### [Text passage]
○ ○ ○ ○

Conditions to Retain Title.  The Saudi government granted the Company a mining lease for the Al Masane area on May 22, 1993.  As holder of the Al Masane mining lease, the Company is solely responsible to the Saudi Arabian government for rental payments and other obligations required by the mining lease and repayment of an $11 million loan. The Company’s interpretation of the mining lease is that repayment of this loan will be made in accordance with a repayment schedule to be agreed upon with the Saudi Arabian government from the Company’s share of the project’s cash flows. The initial term of the lease is for a period of thirty (30) years beginning May 22, 1993, with the Company having the option to renew or extend the term of the lease for additional periods not to exceed twenty (20) years. Under the lease, the Company is obligated to pay advance surface rental in the amount of 10,000 Saudi riyals (approximately $2,667 at the current exchange rate) per square kilometer per year (approximately $117,350 annually) during the period of the lease. The Company, in accordance with the agreement with the Ministry, paid $266,000 of the back payments on January 3, 2005, and the remaining $320,000 on December 27, 2005.  Additionally, the Company paid $234,700 in March 2006, $117,300 in February 2007, and $117,300 in February 2008 which pays the lease amounts in full through the end of 2008. In addition, the Company must pay income tax in accordance with the laws of Saudi Arabia then in force and pay all infrastructure costs. The Saudi Arabian Mining Code provides that income tax is to be paid yearly at the rate of 20% commencing immediately upon realization of profits. The lease gives the Saudi Arabian government priority to purchase any gold production from the project as well as the right to purchase up to 10% of the annual production of other minerals on the same terms and conditions then available to other similar buyers and at current prices then prevailing in the free market. Furthermore, the lease contains provisions requiring that preferences be given to Saudi Arabian suppliers and contractors, that the Company employ Saudi Arabian citizens and provide training to Saudi Arabian personnel.

○ ○ ○ ○

### [Data shown]
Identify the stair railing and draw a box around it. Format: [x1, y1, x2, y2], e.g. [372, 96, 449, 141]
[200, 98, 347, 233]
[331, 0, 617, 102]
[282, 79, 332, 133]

○ ○ ○ ○

Using the Al Masane mining lease text, answer each question below in a few words.
(a) How long is the initial term of the lease, and on what date does it begin?
(b) At what yearly rate does the Saudi Arabian Mining Code set income tax?
(c) Up to what share of the annual production of minerals other than gold may the Saudi Arabian government purchase?

### [Task answer]
(a) Thirty years, beginning May 22, 1993.
(b) 20%.
(c) Up to 10%.